▶ **What to do**
Of the material below, only the lines from the line containing "[[260, 149], [285, 516], [461, 209], [70, 119]]" down to the line containing "[[330, 576]]" belong in the answer, written out exactly.

▶ **Source records**

=== Section Start ===

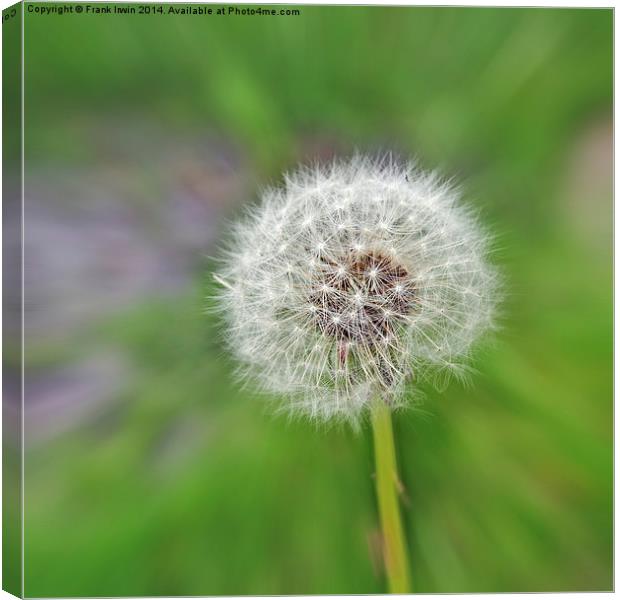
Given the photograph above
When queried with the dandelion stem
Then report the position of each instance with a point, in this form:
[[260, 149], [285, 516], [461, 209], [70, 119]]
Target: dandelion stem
[[394, 544]]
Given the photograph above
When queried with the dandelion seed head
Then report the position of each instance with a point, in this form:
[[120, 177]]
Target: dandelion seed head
[[376, 275]]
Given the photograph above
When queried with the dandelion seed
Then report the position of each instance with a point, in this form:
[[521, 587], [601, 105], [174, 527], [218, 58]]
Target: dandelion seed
[[331, 321]]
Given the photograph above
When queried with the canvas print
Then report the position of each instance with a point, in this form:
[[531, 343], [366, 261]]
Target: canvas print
[[305, 300]]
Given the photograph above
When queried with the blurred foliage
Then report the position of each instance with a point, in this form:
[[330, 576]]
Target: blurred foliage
[[187, 485]]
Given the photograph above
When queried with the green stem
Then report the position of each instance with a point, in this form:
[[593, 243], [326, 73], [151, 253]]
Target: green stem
[[394, 543]]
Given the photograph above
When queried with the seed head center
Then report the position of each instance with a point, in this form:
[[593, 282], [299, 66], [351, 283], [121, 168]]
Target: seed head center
[[362, 297]]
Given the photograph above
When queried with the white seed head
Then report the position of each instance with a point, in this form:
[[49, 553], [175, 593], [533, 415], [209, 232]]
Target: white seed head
[[351, 280]]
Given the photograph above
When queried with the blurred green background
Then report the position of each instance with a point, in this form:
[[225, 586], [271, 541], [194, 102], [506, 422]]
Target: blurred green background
[[148, 469]]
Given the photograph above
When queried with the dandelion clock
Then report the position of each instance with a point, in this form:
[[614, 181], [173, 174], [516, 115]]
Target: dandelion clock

=== Section End ===

▶ **Response**
[[260, 149], [285, 516], [461, 209], [70, 119]]
Target: dandelion stem
[[394, 544]]
Given the photograph above
When queried with the dandelion seed head
Then report the position of each instance with a point, in this form:
[[120, 177]]
Target: dandelion seed head
[[376, 275]]
Given the photograph above
When queried with the dandelion seed
Then report the position of each instance with a point, in this form:
[[521, 587], [601, 105], [174, 527], [218, 58]]
Target: dandelion seed
[[331, 321]]
Given the photograph above
When queried with the canvas print
Then report the position of each instance with a point, in this form:
[[531, 343], [366, 261]]
Target: canvas print
[[305, 300]]
Given the photograph above
When queried with the blurred foliage
Then report the position of each instance with a point, in this form:
[[330, 576]]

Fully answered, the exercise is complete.